**EXERCISE DIRECTIONS**
Repeat word for word the part of the eviction ruling text starting at "In short, it" and ending at "grant a stay.".
== READING TEXT
The aforesaid decisions were cited for the proposition that an order of eviction based on consent of the parties is not necessarily void if the jurisdictional fact that is the existence of one or more of the conditions mentioned in the Tenancy Act were shown to have existed when the Court made the consent order. Satisfaction of the Court, which is no doubt a pre-requisite for the order of eviction, need not be by the manifestation borne out by a judicial finding. The Court needs to be satisfied about the grounds on which the order of eviction was based and before making an order for possession, the Court is under a duty to satisfy itself as to the truth of the landlord’s claim. However, if the tenant, in fact, admits that the landlord is entitled to possession of one or other of the statutory grounds mentioned the Act, it is open to the Court to act on such admission and make an order for possession in favour of the landlord without further enquiry.

In short, it is argued that the trial Court, at the time of deciding an application for stay, is required to be satisfied whether an arguable case has been made out to go for trial and if it satisfies such condition then the Court should grant a stay.
====
== DATASET
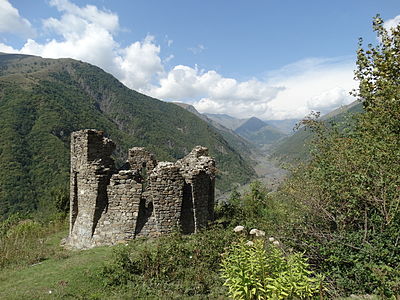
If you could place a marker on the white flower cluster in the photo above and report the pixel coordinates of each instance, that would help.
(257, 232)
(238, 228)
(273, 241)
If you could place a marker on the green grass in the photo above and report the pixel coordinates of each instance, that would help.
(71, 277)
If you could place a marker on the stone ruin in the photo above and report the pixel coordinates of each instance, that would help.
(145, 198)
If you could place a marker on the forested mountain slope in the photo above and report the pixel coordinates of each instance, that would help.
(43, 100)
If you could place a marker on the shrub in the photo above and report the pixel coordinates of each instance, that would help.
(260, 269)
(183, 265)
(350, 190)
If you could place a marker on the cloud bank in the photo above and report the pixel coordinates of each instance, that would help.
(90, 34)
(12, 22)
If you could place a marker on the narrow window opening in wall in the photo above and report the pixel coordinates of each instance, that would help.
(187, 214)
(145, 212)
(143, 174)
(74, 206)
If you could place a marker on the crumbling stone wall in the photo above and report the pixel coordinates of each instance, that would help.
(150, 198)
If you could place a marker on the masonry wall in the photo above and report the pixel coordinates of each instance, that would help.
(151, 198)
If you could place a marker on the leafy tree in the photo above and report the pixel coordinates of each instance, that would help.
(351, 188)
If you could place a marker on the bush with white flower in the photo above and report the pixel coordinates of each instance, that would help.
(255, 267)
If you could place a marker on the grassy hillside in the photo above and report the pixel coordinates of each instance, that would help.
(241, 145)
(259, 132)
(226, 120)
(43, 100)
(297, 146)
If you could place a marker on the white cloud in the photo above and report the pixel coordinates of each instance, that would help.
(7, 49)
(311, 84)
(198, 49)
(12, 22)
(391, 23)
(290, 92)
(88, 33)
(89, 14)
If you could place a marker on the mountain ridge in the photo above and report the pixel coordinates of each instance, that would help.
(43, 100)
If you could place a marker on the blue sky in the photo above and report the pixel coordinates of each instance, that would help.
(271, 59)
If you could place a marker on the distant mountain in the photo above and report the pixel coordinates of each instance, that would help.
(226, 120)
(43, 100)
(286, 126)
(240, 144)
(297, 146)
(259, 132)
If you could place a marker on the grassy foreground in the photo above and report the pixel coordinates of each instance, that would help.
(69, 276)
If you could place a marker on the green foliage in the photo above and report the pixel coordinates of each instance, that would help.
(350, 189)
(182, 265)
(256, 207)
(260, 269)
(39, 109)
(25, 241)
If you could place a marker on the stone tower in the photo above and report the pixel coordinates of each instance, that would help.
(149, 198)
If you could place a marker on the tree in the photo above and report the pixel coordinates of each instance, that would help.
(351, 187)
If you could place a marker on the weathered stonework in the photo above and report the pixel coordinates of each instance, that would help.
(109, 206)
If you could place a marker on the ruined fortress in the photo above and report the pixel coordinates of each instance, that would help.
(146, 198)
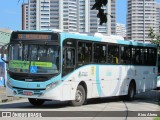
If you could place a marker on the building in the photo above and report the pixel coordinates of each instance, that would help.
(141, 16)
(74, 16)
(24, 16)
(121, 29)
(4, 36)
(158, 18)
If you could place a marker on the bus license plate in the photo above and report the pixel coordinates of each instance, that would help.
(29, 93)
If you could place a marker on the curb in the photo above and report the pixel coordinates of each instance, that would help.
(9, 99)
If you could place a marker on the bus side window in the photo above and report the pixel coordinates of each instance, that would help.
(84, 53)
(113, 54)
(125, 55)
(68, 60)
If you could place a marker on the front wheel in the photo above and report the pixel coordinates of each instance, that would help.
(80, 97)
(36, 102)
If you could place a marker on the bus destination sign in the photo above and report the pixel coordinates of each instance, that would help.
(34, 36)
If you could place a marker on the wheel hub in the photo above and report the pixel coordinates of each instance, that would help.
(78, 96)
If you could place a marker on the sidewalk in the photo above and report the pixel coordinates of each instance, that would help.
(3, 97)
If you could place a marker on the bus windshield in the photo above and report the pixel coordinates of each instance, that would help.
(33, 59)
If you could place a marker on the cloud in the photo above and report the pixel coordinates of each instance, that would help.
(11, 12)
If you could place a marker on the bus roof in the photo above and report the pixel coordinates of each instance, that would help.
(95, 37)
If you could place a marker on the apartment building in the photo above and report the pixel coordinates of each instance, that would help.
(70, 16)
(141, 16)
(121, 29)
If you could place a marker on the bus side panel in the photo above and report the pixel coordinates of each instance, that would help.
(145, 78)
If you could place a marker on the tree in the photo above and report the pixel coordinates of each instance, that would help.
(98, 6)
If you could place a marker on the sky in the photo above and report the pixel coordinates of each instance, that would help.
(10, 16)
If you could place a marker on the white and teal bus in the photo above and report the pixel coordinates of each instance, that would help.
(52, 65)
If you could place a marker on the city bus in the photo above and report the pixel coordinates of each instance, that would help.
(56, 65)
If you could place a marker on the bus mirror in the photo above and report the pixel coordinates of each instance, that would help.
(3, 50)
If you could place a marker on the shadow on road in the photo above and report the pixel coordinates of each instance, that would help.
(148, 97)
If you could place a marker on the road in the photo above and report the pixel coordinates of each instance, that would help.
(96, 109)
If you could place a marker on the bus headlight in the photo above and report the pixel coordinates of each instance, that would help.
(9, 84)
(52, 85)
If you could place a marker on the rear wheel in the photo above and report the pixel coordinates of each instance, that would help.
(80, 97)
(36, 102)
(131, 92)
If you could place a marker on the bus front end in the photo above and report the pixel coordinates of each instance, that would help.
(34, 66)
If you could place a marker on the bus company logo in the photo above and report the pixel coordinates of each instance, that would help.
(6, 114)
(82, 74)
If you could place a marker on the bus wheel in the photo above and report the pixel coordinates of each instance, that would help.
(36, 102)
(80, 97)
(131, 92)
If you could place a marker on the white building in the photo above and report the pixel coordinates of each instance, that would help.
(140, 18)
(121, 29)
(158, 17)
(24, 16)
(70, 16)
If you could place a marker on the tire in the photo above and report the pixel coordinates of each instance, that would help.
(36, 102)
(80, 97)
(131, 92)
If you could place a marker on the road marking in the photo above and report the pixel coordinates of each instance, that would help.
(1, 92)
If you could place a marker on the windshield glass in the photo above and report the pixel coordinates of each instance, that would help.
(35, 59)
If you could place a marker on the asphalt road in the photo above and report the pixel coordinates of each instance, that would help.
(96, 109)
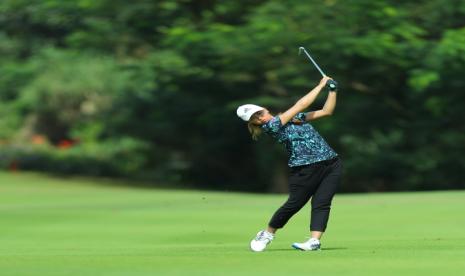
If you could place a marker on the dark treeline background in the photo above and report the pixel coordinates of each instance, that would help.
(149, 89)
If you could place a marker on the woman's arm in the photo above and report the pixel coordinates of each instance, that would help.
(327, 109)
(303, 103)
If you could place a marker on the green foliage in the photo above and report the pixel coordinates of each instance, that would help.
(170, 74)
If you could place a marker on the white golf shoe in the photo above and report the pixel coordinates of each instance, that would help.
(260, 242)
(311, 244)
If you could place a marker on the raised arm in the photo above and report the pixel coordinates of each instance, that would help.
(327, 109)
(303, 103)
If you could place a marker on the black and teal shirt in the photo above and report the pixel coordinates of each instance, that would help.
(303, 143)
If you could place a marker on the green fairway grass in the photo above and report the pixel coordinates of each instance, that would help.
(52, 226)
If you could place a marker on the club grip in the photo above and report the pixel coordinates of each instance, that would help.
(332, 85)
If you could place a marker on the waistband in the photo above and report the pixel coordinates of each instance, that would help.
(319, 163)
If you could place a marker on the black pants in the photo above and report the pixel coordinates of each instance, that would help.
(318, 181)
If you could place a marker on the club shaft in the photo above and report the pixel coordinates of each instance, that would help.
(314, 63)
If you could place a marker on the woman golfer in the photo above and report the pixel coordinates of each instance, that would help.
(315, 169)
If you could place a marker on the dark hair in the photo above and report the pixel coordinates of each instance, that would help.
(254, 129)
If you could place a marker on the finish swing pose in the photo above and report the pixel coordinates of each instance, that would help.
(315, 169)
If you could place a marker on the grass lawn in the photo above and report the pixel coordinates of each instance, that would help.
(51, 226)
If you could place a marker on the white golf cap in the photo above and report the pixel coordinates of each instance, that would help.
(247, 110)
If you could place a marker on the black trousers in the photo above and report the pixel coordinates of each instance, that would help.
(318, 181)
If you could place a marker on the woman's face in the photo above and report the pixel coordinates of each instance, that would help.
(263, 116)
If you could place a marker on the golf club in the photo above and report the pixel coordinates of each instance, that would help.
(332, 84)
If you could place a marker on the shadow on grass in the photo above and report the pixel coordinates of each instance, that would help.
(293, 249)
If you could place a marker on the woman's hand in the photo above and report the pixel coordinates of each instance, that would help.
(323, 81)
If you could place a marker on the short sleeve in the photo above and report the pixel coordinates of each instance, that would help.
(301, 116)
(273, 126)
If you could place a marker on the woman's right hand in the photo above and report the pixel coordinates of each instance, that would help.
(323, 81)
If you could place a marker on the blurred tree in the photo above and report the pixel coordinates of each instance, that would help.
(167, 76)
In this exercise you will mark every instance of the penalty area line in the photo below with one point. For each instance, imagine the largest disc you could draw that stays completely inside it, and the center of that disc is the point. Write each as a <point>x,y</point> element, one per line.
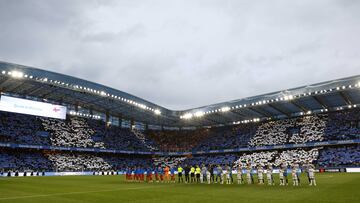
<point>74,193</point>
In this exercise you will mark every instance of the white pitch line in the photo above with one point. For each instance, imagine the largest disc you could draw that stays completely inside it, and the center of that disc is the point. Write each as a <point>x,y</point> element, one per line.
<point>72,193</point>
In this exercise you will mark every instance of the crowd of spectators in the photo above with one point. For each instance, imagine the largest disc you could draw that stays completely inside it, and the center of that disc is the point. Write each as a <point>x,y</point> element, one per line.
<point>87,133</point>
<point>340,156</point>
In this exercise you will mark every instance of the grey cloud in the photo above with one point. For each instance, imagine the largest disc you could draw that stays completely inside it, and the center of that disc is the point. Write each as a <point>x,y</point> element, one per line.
====
**REPLY**
In short, it is argued that the trial Court, at the time of deciding an application for stay, is required to be satisfied whether an arguable case has been made out to go for trial and if it satisfies such condition then the Court should grant a stay.